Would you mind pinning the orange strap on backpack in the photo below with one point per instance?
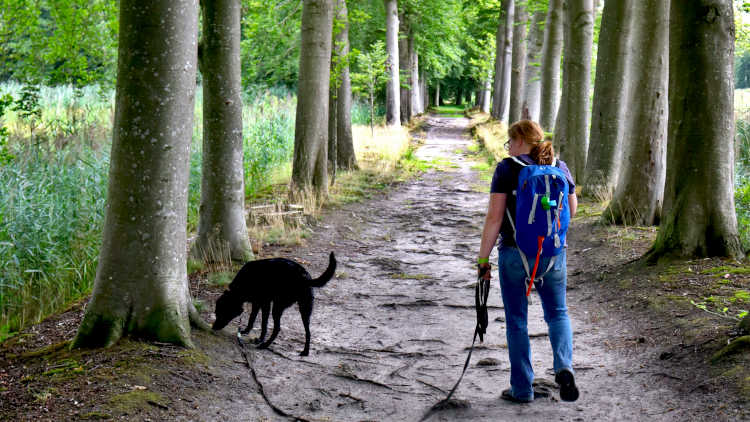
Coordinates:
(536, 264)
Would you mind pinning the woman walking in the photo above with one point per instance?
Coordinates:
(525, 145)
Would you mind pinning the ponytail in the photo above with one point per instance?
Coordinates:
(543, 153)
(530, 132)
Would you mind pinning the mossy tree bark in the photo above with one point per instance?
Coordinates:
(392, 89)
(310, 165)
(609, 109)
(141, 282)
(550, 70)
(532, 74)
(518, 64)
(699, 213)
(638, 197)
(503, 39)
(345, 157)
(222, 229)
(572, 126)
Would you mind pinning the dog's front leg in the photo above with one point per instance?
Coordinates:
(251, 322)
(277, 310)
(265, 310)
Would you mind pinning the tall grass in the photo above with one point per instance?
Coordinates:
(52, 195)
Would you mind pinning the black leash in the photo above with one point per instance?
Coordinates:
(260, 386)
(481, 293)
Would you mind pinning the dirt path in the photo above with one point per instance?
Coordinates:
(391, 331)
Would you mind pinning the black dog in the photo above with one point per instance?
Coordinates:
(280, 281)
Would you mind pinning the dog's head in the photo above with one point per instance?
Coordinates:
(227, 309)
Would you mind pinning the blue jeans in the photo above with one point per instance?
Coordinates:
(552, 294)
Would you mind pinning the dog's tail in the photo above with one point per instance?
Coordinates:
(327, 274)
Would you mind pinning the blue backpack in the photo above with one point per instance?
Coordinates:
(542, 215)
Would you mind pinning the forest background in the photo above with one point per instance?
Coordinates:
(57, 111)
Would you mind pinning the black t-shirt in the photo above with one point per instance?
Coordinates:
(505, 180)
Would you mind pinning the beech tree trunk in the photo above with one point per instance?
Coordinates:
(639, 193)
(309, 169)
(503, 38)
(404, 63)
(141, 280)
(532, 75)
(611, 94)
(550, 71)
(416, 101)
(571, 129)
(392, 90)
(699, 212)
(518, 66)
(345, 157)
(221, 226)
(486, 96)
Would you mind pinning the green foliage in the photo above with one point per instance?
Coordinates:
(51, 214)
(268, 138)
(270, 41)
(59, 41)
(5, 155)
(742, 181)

- _SET PROBLEM_
Turn the data above into a numbered list, starting at the line containing "Would you mind pinning the dog's front" and running through the final line, both included. Omit any blank lines.

- _OUTPUT BELOW_
1. Would you mind pinning the dog's front leg in the photo above with one point per instance?
2. Coordinates:
3. (251, 322)
4. (277, 310)
5. (265, 310)
6. Would you mind pinning the tall grass in the photo above with one point per instance?
7. Coordinates:
8. (52, 195)
9. Would you mind pinning the black leash in the photo above with one point per instance?
10. Coordinates:
11. (260, 386)
12. (481, 293)
13. Would you mind pinning the dirt path in the photo above with one point per instance?
14. Coordinates:
15. (391, 331)
16. Would you mind pinning the black dog in the photo above with one point per instance?
17. Coordinates:
18. (280, 281)
19. Would you mind pinning the dog's head in the photo above with one point per instance?
20. Coordinates:
21. (227, 309)
22. Would you mind pinning the blue jeans in the photo above with one point per instance?
23. Coordinates:
24. (552, 294)
25. Would you mind pinning the dog's tail in the photo above with one point per instance?
26. Coordinates:
27. (327, 274)
28. Would you mind pinning the blue backpack in the photo above with one point per instance?
29. Coordinates:
30. (542, 215)
31. Would you mind pinning the forest background in the photo above with one point per instance?
32. Coordinates:
33. (57, 111)
34. Would you mind pinning the black t-shirt in the photo above with one point per instance?
35. Coordinates:
36. (505, 180)
37. Would you mind pinning the beech tree trunk in the photo above with one point per instance?
38. Coordinates:
39. (639, 193)
40. (309, 169)
41. (503, 38)
42. (404, 63)
43. (141, 280)
44. (532, 75)
45. (611, 94)
46. (550, 71)
47. (416, 101)
48. (571, 129)
49. (392, 90)
50. (699, 212)
51. (518, 66)
52. (345, 157)
53. (221, 226)
54. (486, 96)
55. Would you mind pinning the green foliage in the photo above with one point per instance?
56. Coordinates:
57. (51, 214)
58. (268, 138)
59. (270, 41)
60. (59, 41)
61. (5, 155)
62. (742, 181)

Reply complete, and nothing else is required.